-- Start --

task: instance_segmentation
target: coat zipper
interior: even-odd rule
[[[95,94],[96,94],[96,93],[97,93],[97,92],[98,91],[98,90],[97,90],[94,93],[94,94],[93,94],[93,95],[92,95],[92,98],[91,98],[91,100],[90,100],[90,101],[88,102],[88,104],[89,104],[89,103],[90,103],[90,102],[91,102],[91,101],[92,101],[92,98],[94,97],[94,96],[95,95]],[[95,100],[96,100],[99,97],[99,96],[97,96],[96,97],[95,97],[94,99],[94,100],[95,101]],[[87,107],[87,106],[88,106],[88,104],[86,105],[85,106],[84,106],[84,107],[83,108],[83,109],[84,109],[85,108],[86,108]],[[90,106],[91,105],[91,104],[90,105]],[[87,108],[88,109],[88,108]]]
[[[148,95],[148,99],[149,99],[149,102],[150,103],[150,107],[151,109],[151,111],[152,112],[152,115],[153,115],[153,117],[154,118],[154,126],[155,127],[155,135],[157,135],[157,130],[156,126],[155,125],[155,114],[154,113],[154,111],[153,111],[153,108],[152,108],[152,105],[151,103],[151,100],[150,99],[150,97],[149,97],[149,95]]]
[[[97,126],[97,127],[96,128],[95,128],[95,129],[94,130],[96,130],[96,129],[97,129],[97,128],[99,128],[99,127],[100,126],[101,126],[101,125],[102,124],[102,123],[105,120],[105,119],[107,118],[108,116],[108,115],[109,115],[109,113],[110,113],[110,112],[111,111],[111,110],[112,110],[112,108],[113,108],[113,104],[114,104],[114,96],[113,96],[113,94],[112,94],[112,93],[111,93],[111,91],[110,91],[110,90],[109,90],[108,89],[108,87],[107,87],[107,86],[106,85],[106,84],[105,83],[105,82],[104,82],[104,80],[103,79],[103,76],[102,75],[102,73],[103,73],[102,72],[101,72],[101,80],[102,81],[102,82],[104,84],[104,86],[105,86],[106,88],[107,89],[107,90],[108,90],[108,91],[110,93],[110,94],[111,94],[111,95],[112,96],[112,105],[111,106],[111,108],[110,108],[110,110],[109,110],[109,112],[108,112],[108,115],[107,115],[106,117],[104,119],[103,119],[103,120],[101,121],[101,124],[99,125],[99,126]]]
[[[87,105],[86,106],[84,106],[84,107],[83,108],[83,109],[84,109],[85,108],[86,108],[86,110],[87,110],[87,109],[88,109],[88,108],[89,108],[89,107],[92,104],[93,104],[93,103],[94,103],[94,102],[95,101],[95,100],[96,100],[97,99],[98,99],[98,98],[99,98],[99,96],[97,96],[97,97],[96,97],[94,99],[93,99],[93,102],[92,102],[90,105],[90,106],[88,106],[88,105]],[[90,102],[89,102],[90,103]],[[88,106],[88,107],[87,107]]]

-- End --

Lay out the entries above as a Markdown table with the columns Row and Text, putting one numbered line in each row and skipping any blank lines.

Task result
| Row | Text |
|---|---|
| 1 | task: instance_segmentation |
| 2 | target: coat zipper |
| 3 | interior: even-odd rule |
| 4 | [[[95,94],[96,94],[96,93],[97,93],[97,92],[98,91],[98,90],[97,90],[94,93],[94,94],[93,94],[93,95],[92,95],[92,98],[91,98],[91,100],[90,100],[90,101],[88,102],[88,104],[89,104],[89,103],[90,103],[90,102],[91,102],[91,101],[92,101],[92,98],[94,97],[94,96],[95,95]],[[95,100],[96,100],[99,97],[99,96],[97,96],[96,97],[95,97],[94,99],[94,100],[95,101]],[[87,107],[87,106],[88,106],[88,104],[86,105],[85,106],[84,106],[84,107],[83,108],[83,109],[84,109],[85,108],[86,108]],[[90,106],[91,105],[91,104],[90,105]],[[87,108],[88,109],[88,108]]] |
| 5 | [[[148,95],[148,99],[149,99],[149,102],[150,103],[150,107],[151,109],[151,111],[152,112],[152,115],[153,115],[153,117],[154,118],[154,126],[155,127],[155,135],[157,135],[157,130],[156,126],[155,125],[155,114],[154,113],[154,111],[153,111],[153,108],[152,108],[152,105],[151,103],[151,100],[150,99],[150,97],[149,97],[149,95]]] |
| 6 | [[[97,126],[97,127],[96,128],[95,128],[95,129],[94,130],[96,130],[96,129],[97,129],[97,128],[99,128],[99,127],[100,126],[101,126],[101,125],[102,124],[102,123],[105,120],[105,119],[107,118],[108,116],[108,115],[109,115],[109,113],[110,113],[110,112],[111,111],[111,110],[112,110],[112,108],[113,108],[113,104],[114,104],[114,96],[113,96],[113,94],[112,94],[112,93],[111,93],[111,91],[110,91],[110,90],[109,90],[108,89],[108,87],[107,87],[107,86],[106,85],[106,84],[105,83],[105,82],[104,82],[104,80],[103,79],[103,76],[102,75],[102,73],[103,73],[102,72],[101,72],[101,80],[102,81],[102,82],[104,84],[104,86],[105,86],[106,88],[107,89],[107,90],[108,90],[108,91],[110,93],[110,94],[111,94],[111,95],[112,96],[112,105],[111,106],[111,108],[110,108],[110,110],[109,110],[109,112],[108,112],[108,115],[107,115],[106,117],[104,119],[103,119],[103,120],[101,121],[101,124],[99,125],[99,126]]] |
| 7 | [[[87,105],[86,106],[84,106],[84,107],[83,108],[83,109],[84,109],[85,108],[86,108],[86,110],[87,110],[87,109],[88,109],[88,108],[89,108],[89,107],[92,104],[93,104],[93,103],[94,103],[94,102],[95,101],[95,100],[96,100],[97,99],[98,99],[98,98],[99,98],[99,96],[97,96],[97,97],[96,97],[94,99],[93,99],[93,102],[92,102],[90,105],[90,106],[88,106],[88,105]],[[90,102],[89,102],[90,103]],[[88,106],[88,107],[87,107]]] |